==== Document extract ====

Nematzadeh et al. [94] proposed a method that utilises GWO and GA metaheuristics to fine-tune hyperparameters DNN for biomedical and biological purposes. The authors experimented on 11 biomedical, biological, and natural datasets, and the results demonstrated that metaheuristic methods, especially GWO, outperform other optimisation methods and showed faster convergence. Houssein et al. [48] introduced an optimised model called “IMPA-ResNet50” that used the improved marine predators algorithm (IMPA) for hyperparameter optimisation of a CNN model. A comparative assessment using mammographic datasets and compared to state-of-the-art approaches showed the superiority of IMPA-ResNet50, achieving high accuracy, sensitivity, and specificity, making it a promising tool for breast cancer diagnosis. Lee et al. [95] proposed using GA to optimise the network architecture and hyperparameters of CNNs. The authors applied this approach to an amyloid brain image dataset for Alzheimer’s disease diagnosis. The evaluation results demonstrated that their algorithm outperformed baseline CNN by a significant margin, achieving an 11.73% improvement on a classification task. Gülcü and Kus [96] presented the microcanonical optimisation algorithm (MOA), a variant of SA, for hyperparameter optimisation and architecture selection. The generated network was compared with networks generated by other optimisation-based approaches using six widely used image recognition datasets. The results indicated that the proposed method achieved competitive classification results. Utama et al. [97] explored PSO to tune hyperparameters and the architecture of a CNN for multivariate time-series analysis. The proposed network, PSO-CNN, was evaluated using electronic journal visitor datasets, and experimental results showed that PSO-CNN attained better performance than a standard CNN.

The literature review demonstrates metaheuristics’ versatility and efficacy in optimising DNN hyperparameters across different application domains, enhancing model performance and effectiveness in addressing real-world challenges. Nevertheless, while these studies collectively exemplify the success of metaheuristic algorithms in DNN hyperparameter optimisation, the need to explore new metaheuristics remains crucial. The No Free Lunch (NFL) theorem [98] champions that no single metaheuristic algorithm universally outperforms all others across diverse problem domains. As such, researchers continue to introduce novel metaheuristic algorithms, variants, and hybridization techniques that have the potential to outperform existing methods or exhibit unique capabilities. Moreover, the diversity of problems, sensitivity to problem characteristics, resource constraints, and comprehensive benchmarking further necessitate the continuous investigation of different metaheuristics tailored to specific challenges and problem characteristics.

==== Exercise data ====

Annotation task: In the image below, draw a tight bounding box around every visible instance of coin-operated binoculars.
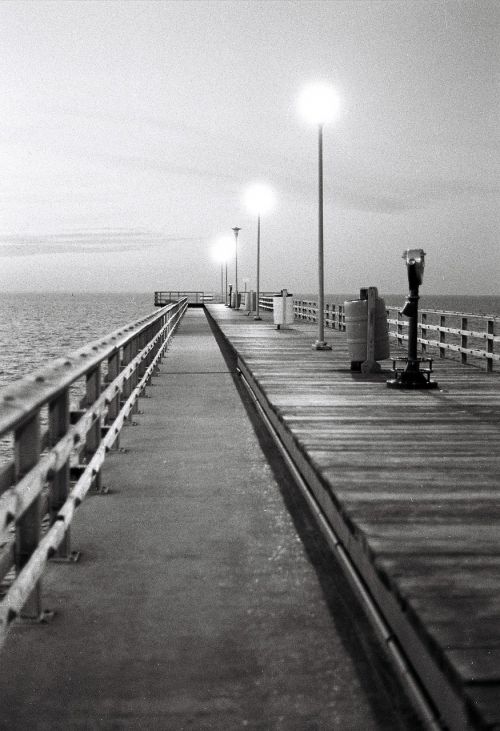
[387,249,437,388]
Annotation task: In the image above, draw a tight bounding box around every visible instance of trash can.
[243,290,257,312]
[231,292,241,310]
[344,287,390,370]
[273,289,295,330]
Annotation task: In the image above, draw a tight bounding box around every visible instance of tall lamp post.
[213,236,233,306]
[299,83,340,350]
[245,183,275,320]
[233,226,241,310]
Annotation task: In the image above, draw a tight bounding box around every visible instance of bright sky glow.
[245,183,276,216]
[212,236,236,264]
[0,0,500,296]
[299,81,341,124]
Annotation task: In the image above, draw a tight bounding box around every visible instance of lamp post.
[233,226,241,310]
[245,183,275,320]
[299,83,340,350]
[213,236,233,307]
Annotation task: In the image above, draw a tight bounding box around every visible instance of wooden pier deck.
[207,305,500,729]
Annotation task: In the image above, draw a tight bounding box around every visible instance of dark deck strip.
[205,307,500,728]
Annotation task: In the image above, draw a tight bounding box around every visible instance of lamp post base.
[386,358,438,390]
[386,372,438,390]
[311,340,332,350]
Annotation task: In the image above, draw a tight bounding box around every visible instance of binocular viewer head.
[403,249,425,289]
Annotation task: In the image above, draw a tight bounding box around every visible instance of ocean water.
[0,292,500,387]
[0,292,155,387]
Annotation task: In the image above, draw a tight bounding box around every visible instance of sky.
[0,0,500,295]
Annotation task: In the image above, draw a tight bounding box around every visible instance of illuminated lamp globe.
[299,82,340,125]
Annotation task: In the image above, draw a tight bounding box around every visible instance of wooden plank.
[207,308,500,726]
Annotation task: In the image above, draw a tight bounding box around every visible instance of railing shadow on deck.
[0,298,188,647]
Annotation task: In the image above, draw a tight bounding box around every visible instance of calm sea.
[0,292,155,387]
[0,292,500,387]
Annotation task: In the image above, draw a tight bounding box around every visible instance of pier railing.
[387,307,500,372]
[0,298,187,645]
[155,290,220,307]
[259,296,500,372]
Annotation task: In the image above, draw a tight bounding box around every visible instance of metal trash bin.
[344,287,390,371]
[273,289,295,330]
[243,290,257,312]
[231,292,241,310]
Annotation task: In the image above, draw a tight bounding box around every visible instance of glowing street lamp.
[245,183,275,320]
[233,226,241,310]
[213,236,234,306]
[299,83,340,350]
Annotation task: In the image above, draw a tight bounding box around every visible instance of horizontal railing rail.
[0,298,187,646]
[259,295,500,372]
[259,295,345,331]
[155,289,214,307]
[387,306,500,372]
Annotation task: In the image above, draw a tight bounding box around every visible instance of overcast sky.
[0,0,500,294]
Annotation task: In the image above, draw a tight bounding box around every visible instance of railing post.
[14,411,42,619]
[396,308,403,345]
[486,320,495,373]
[49,389,72,561]
[420,312,427,355]
[130,335,139,414]
[106,350,120,449]
[460,317,468,365]
[439,315,446,358]
[85,364,101,491]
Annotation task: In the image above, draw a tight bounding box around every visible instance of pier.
[0,297,500,729]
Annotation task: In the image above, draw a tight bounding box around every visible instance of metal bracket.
[49,551,82,563]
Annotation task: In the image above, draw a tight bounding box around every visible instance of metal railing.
[155,289,214,307]
[0,298,187,645]
[387,306,500,372]
[260,295,500,372]
[259,295,345,332]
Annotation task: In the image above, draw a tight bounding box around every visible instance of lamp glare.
[299,82,340,124]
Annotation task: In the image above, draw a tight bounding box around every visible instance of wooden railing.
[260,295,500,372]
[0,298,187,645]
[387,307,500,372]
[155,290,214,307]
[259,295,345,331]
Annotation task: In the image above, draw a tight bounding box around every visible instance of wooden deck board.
[210,307,500,728]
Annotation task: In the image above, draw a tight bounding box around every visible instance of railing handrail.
[0,304,184,438]
[0,299,187,645]
[260,296,500,372]
[154,289,214,306]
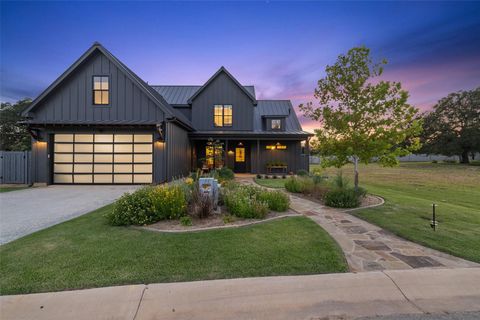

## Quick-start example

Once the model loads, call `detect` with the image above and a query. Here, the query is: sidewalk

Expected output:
[0,268,480,320]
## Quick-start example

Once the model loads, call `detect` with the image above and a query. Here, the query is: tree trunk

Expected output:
[460,151,470,164]
[353,157,358,191]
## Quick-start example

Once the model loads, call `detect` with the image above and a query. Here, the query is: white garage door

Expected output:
[53,134,153,184]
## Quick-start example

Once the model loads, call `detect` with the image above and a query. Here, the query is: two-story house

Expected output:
[22,43,312,184]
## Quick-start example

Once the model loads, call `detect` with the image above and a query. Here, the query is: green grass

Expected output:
[311,163,480,262]
[255,178,287,188]
[0,205,348,295]
[0,186,28,193]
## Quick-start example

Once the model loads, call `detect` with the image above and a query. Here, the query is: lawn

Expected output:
[0,205,348,295]
[311,163,480,262]
[255,178,286,188]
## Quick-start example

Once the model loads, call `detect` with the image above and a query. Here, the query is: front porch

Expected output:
[192,138,309,174]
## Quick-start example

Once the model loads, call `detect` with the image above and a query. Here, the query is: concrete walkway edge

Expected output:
[0,268,480,320]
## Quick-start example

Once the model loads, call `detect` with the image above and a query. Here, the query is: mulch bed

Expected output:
[140,207,299,231]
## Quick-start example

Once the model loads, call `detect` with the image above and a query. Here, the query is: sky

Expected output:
[0,1,480,131]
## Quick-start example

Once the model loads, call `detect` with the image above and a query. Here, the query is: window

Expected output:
[213,104,233,127]
[93,76,109,105]
[272,119,282,130]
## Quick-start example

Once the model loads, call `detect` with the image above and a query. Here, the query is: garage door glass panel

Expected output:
[134,144,152,153]
[55,133,73,142]
[95,134,113,142]
[75,143,93,152]
[53,163,72,173]
[133,154,152,163]
[93,174,113,183]
[73,164,93,173]
[53,174,73,183]
[115,154,132,163]
[53,133,153,184]
[95,144,113,153]
[94,164,113,173]
[95,154,113,162]
[73,174,92,183]
[54,143,73,152]
[115,144,133,153]
[113,174,133,183]
[115,134,133,142]
[55,153,73,163]
[75,134,93,142]
[135,134,153,143]
[74,154,93,163]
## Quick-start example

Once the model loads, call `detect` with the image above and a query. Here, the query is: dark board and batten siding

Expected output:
[166,122,192,180]
[34,52,164,124]
[192,73,255,131]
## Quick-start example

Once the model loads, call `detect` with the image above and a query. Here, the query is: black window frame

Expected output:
[270,119,283,131]
[213,103,233,128]
[92,75,111,107]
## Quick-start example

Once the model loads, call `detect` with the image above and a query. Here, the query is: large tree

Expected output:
[422,87,480,163]
[0,99,32,151]
[300,47,422,188]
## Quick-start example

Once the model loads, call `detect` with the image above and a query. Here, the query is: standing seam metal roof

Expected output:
[150,85,255,105]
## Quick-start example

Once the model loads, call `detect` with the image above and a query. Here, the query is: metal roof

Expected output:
[253,100,307,134]
[151,85,255,105]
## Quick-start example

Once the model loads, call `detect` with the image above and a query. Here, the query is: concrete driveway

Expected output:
[0,185,138,244]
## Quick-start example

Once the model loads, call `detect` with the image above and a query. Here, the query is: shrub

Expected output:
[285,177,315,194]
[150,184,187,221]
[180,216,192,227]
[215,167,235,182]
[297,169,308,177]
[223,186,268,219]
[105,187,156,226]
[325,188,360,208]
[222,214,236,224]
[258,190,290,212]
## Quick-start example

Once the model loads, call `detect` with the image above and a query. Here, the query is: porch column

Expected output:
[256,139,260,173]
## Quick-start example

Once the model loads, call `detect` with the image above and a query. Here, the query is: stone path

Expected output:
[237,176,480,272]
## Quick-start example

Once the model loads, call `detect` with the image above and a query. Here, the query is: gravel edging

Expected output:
[130,213,303,233]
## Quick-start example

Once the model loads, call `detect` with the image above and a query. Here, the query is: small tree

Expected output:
[300,47,421,189]
[422,87,480,163]
[0,99,32,151]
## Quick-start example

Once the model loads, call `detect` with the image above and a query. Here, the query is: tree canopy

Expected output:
[422,87,480,163]
[300,47,422,187]
[0,99,32,151]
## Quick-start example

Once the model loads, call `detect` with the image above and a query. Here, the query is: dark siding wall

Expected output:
[34,52,164,123]
[166,122,192,180]
[251,141,304,173]
[31,135,52,183]
[192,73,255,131]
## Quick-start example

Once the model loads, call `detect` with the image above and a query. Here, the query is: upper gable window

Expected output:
[213,104,233,127]
[272,119,282,130]
[93,76,110,105]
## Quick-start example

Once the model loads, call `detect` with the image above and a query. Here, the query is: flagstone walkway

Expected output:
[237,176,480,272]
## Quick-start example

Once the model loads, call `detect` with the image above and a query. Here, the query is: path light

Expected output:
[430,203,438,231]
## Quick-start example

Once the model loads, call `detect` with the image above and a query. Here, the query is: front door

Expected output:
[234,146,247,173]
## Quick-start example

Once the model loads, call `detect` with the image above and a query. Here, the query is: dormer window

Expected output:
[272,119,282,130]
[213,104,233,127]
[93,76,110,105]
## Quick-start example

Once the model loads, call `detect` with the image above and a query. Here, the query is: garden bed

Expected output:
[139,207,301,232]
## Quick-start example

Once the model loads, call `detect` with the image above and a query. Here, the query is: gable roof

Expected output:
[22,42,193,129]
[150,85,255,106]
[188,66,257,105]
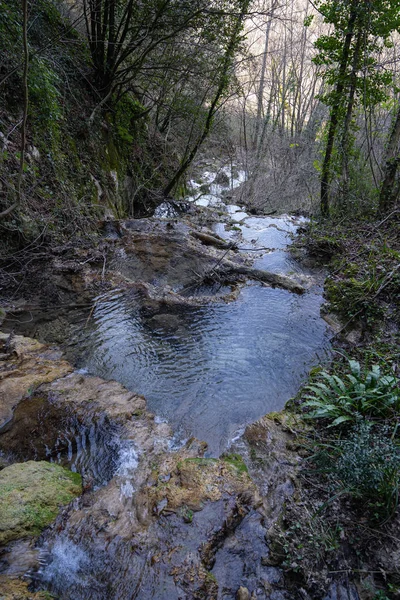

====

Activity list =
- a) In the text on metaheuristic hyperparameter optimization for deep neural networks, rewrite the paragraph beginning "The literature review demonstrates" as a short list that keeps its main facts.
- b) According to the text on metaheuristic hyperparameter optimization for deep neural networks, how much improvement did Lee et al.'s algorithm achieve over a baseline CNN on a classification task?
- c) List every author group cited by name in the first paragraph of the text on metaheuristic hyperparameter optimization for deep neural networks.

Solutions to the tasks =
- a)
- Metaheuristics have proven versatile and effective in optimizing DNN hyperparameters across application domains, improving model performance on real-world problems.
- Exploring new metaheuristics is still crucial despite this success.
- The No Free Lunch (NFL) theorem holds that no single metaheuristic outperforms all others across every problem domain.
- Researchers therefore keep introducing new algorithms, variants, and hybridization techniques that may beat existing methods or offer unique capabilities.
- Problem diversity, sensitivity to problem characteristics, resource constraints, and comprehensive benchmarking also call for continued study of metaheuristics suited to specific challenges.

- b) An 11.73% improvement.

- c)
- Nematzadeh et al.
- Houssein et al.
- Lee et al.
- Gülcü and Kus
- Utama et al.